» TEKS BACAAN
==========

Disleksia dan Kelainan Kita yang Lain
Oktober 12, 2015
Reading
Add Comment
Ishaan tak bisa membaca dan sulit menulis. Tiap kali ia mencoba mengeja sebuah tulisan, tiba-tiba bukunya mendadak menjadi arena tarian oleh huruf-huruf di dalamnya. Ia tak bisa membedakan antara “b” dan “d”, menulis huruf “h” dan “t” secara terbalik, merubah tulisan “top” menjadi “pot”, serta banyak kesalahan-kesalahan yang lain. Persis seperti masa kecil Pablo Picasso dulu, yang selalu melihat angka “7” dalam posisi terbalik, hingga ia menganggap itu lebih mirip hidung pamannya yang besar daripada melihatnya sebagai sebuah angka.
Begitulah disleksia (dyslexia). Sebuah disfungsi yang
umum terjadi pada anak ketika menginjak usia tujuh hingga delapan tahun, yang
disebabkan oleh reaksi biokimia otak yang tidak stabil. Penderita disleksia
bisa saja anak-anak normal atau bahkan di atas rata-rata, hanya saja
perkembangan membaca dan menulis mereka terganggu.

==========

» DATA YANG DIBERIKAN
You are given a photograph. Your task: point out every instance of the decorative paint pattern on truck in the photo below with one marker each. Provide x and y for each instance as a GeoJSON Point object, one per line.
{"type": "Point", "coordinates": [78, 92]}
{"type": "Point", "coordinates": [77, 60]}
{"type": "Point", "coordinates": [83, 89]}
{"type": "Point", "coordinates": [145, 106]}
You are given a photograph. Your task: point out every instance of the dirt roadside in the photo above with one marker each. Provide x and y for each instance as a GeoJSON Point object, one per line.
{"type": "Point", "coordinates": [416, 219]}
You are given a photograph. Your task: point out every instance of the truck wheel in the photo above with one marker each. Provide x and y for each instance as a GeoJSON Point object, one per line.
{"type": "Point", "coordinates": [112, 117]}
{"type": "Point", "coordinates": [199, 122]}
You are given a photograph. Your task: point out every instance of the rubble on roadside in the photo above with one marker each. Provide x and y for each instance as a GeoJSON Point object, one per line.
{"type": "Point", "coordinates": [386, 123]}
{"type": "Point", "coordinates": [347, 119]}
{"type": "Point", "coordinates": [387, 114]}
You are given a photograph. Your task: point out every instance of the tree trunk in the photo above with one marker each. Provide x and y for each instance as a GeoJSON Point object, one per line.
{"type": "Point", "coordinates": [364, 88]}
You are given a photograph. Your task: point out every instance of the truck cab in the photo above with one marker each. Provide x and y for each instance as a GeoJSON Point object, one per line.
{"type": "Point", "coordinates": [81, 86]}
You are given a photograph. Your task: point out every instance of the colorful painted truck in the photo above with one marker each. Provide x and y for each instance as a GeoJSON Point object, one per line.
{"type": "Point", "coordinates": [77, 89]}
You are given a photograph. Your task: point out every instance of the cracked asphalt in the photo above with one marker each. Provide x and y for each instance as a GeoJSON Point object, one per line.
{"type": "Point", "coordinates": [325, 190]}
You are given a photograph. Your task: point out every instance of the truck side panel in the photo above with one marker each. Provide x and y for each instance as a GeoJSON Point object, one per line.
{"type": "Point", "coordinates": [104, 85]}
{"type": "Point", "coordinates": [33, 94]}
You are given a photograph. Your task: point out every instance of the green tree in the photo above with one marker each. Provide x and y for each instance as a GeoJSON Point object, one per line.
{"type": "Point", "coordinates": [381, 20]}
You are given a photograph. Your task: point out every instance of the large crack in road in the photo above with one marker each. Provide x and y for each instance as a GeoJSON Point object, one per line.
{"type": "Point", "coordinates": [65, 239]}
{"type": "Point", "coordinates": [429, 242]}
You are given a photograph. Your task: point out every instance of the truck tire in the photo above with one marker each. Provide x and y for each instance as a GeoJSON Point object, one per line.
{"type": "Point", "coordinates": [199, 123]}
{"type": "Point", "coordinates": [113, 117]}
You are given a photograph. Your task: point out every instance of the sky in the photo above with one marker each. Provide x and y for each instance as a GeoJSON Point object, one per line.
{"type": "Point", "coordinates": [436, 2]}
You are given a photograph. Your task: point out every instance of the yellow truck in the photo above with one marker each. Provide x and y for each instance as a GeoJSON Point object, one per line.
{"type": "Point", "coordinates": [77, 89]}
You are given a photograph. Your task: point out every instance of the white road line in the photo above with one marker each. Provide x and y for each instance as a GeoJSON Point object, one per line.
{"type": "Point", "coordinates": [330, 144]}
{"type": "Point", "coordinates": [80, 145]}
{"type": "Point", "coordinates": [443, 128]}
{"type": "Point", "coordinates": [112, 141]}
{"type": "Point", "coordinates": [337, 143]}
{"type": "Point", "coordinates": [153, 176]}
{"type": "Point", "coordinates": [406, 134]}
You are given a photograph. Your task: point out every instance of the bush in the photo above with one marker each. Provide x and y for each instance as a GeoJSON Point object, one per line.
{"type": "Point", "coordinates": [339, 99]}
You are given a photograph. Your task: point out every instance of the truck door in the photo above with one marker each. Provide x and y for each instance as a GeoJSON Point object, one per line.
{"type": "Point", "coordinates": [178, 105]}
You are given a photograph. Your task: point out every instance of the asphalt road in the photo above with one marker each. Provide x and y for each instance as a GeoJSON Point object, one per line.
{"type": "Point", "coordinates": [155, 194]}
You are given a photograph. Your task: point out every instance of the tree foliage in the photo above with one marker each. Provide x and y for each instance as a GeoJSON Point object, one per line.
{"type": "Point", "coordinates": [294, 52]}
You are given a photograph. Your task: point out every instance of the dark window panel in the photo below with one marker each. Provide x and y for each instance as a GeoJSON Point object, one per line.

==========

» KETENTUAN LATIHAN
A. Tentukan apakah setiap pernyataan berikut sesuai dengan teks tentang disleksia: (i) Ishaan bisa membaca dengan lancar; (ii) disleksia umum terjadi pada anak berusia lima hingga enam tahun; (iii) semasa kecil, Picasso menganggap angka yang ia lihat terbalik lebih mirip hidung pamannya. Jawab ya atau tidak, lalu kutip kata-kata teks yang menjadi dasarnya.
B. Teruskan teks tentang disleksia dari kalimat terakhirnya.
Data tersebut diambil dari sumber lain.

» SOAL TERJAWAB
A.
(i) Tidak: "Ishaan tak bisa membaca dan sulit menulis."
(ii) Tidak: "anak ketika menginjak usia tujuh hingga delapan tahun"
(iii) Ya: "lebih mirip hidung pamannya yang besar daripada melihatnya sebagai sebuah angka"

B.
Sebenarnya Ishaan hanyalah tokoh fiktif dalam film Taare
Zameen Par (2007). Film garapan sutradara yang sekaligus ambil peran di
dalamnya: Aamir Khan, yang akhirnya saya masukkan dalam kategori film
(berwajah) India yang recomended untuk ditonton, selain Three Idiot,
Slumdog Millonaire dan Life of Pi. Saya sendiri sebenarnya tak
terlalu tertarik dengan film-film buatan India, dan suka melewati adegan menyanyi
dan menari yang menjemukan. Tapi film ini agaknya lain, meski tetap saya lewati
juga adegan-adegan tersebut.
Lantas bodohkah Ishaan? Salahkah dia? Setidaknya ia tidak
hidup di Jerman pada tahun 1933-1945, ketika Nazi masih menjadi mesin pembunuh
yang paling ditakuti di Eropa. Atau mau tidak mau ia akan menjadi korban
“penyapuan” Hitler, sebagaimana pemimpin berkumis Chaplin itu menghabisi
orang-orang cacat lainnya. Dan itu akan tampak konyol, karena pada dasarnya
disleksia bukanlah sebuah kebodohan maupun cacat permanen.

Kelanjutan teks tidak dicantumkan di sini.